> What to produce
From the following material, work out how many lines include the string "table"; respond with the number only.

• • •

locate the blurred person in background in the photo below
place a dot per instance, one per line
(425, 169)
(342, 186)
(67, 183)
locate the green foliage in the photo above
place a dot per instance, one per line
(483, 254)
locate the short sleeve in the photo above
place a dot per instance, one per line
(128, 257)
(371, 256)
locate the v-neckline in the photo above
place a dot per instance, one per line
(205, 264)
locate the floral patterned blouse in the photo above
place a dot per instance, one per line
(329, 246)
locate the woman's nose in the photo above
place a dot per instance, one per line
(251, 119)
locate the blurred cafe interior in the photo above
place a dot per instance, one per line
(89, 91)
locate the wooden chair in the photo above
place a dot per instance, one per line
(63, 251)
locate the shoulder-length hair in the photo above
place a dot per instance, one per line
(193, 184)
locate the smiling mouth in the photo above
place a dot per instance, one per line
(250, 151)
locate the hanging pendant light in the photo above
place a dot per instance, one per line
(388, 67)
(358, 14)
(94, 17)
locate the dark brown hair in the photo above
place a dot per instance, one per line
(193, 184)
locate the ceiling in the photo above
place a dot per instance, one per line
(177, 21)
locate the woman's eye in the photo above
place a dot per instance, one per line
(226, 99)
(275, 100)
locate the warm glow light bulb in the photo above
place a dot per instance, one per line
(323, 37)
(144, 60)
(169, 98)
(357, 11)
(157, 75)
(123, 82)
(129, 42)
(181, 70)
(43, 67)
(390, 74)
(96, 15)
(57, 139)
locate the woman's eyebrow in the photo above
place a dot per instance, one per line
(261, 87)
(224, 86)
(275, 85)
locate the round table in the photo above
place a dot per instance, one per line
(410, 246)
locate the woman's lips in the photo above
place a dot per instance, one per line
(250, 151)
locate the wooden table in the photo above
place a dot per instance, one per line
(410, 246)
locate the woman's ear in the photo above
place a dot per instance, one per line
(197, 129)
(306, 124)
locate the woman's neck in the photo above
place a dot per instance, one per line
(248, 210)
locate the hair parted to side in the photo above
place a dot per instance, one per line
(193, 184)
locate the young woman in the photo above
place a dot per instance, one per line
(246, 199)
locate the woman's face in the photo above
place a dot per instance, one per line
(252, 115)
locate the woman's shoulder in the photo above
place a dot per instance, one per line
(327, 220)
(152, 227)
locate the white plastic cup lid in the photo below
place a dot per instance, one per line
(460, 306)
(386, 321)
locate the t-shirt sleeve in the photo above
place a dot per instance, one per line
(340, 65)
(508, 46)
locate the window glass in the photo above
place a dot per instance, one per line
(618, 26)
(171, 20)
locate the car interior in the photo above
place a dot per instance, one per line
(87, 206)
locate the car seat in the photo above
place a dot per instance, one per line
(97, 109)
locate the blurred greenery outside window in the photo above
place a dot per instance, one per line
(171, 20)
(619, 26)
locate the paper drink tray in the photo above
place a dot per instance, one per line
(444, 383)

• • •

> Solution
2